Sería un rato después, pasmando ante la poderosa grandeza del paisaje, cuando tuve que proceder a iniciar un Diccionario de Ideas Recibidas de José Caruncho. Yo había subrayado su proximidad a la veneración por la naturaleza que transmite la fotografía de Ansel Adams. Él retrucó:

 

—Si quieres saber por dónde pasea Dios, mira los paisajes de Ansel Adams.

 

A continuación añadiría:

 

—Y si quieres saber por qué creó al hombre, mira los retratos de Paul Strand… ¡Es gente a la que dan ganas de abrazar!

 

 

Al de Barda le siguió hoy un desvío hasta la playa de Balarés, donde apenas quedan rastros de la actividad, entre los años de la Guerra y mediados de los 60, de Titania, S. A. Fue uno de los yacimientos descubiertos y explotados por el introductor en España de la ciencia geoquímica: aquel Isidro Parga Pondal que había excavado Dombate, nacido en Laxe en 1900, y sobrino nieto del gran poeta bergantiñano con el que comparte apellido.

 

El don Isidro de este amoroso paisaje de Balarés se licencia en Ciencias Químicas por la Universidad de Madrid a los veintidós años, y sólo un año después gana por oposición una plaza de profesor auxiliar en la universidad compostelana, que es donde acaba perfilando su vocación. Ocurre hacia 1927, precisamente con el trabajo sobre esta playa (Análisis de la ilmenita de Balarés) que marca el estreno de los estudios geoquímicos entre nosotros. A esto le sigue una beca de la Junta para Ampliación de Estudios gracias a la cual puede completar su formación en Zúrich, con eminencias mundiales que lo recibirán como uno de ellos tras hacer la lectura, en el 34, de su tesis de doctorado. Así pues, todo va perfectamente encaminado, e incluso cuenta ya con un equipo de colaboradores, cuando de repente irrumpe el alzamiento militar.

 

Republicano y galleguista, don Isidro está a punto de ser “paseado” por los facciosos, y de lo que no se libra es de su expulsión de la universidad, en cuyo claustro no mueven ni un dedo para impedirlo. Entonces orienta su carrera profesional a la minería, impulsando y dirigiendo dos empresas en las que pudo aplicar sus valiosísimos conocimientos: Kaolines de Lage, S.A., y Titania, S. A. (Minas y Canteras).

## Tareas y ejercicios
• a. En el fragmento sobre Isidro Parga Pondal, ¿en qué universidad se licenció en Ciencias Químicas y a qué edad?
• b. Escribe lo que viene después del fragmento sobre Isidro Parga Pondal, a partir de su última oración.
Las filas no hacen falta para resolver nada.

## Datos aportados

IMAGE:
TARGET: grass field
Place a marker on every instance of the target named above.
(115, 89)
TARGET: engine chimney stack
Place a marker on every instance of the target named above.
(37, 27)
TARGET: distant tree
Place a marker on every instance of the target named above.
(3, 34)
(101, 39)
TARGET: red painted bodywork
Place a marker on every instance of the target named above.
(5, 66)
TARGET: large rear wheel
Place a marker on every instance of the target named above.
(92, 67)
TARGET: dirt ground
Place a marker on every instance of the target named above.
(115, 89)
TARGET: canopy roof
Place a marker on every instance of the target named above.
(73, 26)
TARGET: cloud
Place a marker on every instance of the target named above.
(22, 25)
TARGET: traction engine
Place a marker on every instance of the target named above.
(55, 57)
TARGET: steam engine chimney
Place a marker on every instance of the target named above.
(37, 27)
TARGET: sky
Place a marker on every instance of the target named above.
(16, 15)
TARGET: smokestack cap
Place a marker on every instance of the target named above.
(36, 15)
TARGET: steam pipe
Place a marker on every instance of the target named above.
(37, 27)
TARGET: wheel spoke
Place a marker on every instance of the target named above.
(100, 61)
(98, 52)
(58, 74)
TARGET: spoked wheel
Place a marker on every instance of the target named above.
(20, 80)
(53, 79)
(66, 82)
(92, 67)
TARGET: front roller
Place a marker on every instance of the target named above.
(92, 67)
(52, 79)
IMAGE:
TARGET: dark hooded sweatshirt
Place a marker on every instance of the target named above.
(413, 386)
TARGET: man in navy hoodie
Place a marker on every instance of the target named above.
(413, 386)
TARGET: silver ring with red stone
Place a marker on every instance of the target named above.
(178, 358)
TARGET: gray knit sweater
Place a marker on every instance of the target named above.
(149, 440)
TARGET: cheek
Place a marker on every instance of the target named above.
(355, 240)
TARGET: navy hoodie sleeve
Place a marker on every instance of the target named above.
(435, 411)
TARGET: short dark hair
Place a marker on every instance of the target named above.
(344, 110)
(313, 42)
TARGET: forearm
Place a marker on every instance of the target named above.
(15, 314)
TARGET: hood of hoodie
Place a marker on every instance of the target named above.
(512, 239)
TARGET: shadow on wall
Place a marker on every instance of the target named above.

## Lista de respuestas
• a. En la Universidad de Madrid, a los veintidós años.

• b.
 

Tras el fin de la Guerra, aparte de perseverar en una fructífera relación con el grupo Zeltia, funda en 1946 el Laboratorio Xeolóxico de Laxe. Es su principal apuesta y tarda sólo unos años en ganar prestigio internacional. De manera que, desde los 50 a los 70, no deja de atraer sabios de universidades francesas, inglesas, holandesas y portuguesas, que vienen con sus alumnos más brillantes, y eso a pesar de que al principio es obligado hacer en burro el tramo entre Carballo y Laxe.

 

Pero todo este batallar sufrió un durísimo revés con el accidente de tráfico que, en 1978, acabó con la vida de su mujer y del hijo que se había convertido en su mejor cómplice y futuro continuador. Don Isidro se sume entonces en una honda depresión, falta un pelo para que destruya todos los archivos e incluso lo ronda la idea del suicidio. Hasta que se produce la intervención providencial que, aparte de animarlo a seguir adelante, pone todo a salvo en el complejo fabril de Cerámicas do Castro. Con Isaac Díaz Pardo (genio en mandilón, gigante comprimido) de factótum (como tantas otras veces, antes de la actual hecatombe).

 

Ahora queda como una de las huellas de aquello todo este muelle de Balarés; a donde, según lo que algunos califican como una simple leyenda urbana, el barco O Rutilo venía a cargar titanio para los alemanes durante la Segunda Guerra Mundial. En la punta, al abrigo de una barbacana, se plantó hace unos años una escultura de Moncho amigo (inspirada en las arañas de Louise Bourgeois, de no ser por la severidad casi geométrica y por el material, acero cortén), al lado de la cual hay que acodarse un rato. Es una acción que invitará a pasmar ante la tenacidad del océano que no cesa en su enviarnos olas, reglamentariamente, en series de nueve que tardan medio minuto en cumplir su ciclo.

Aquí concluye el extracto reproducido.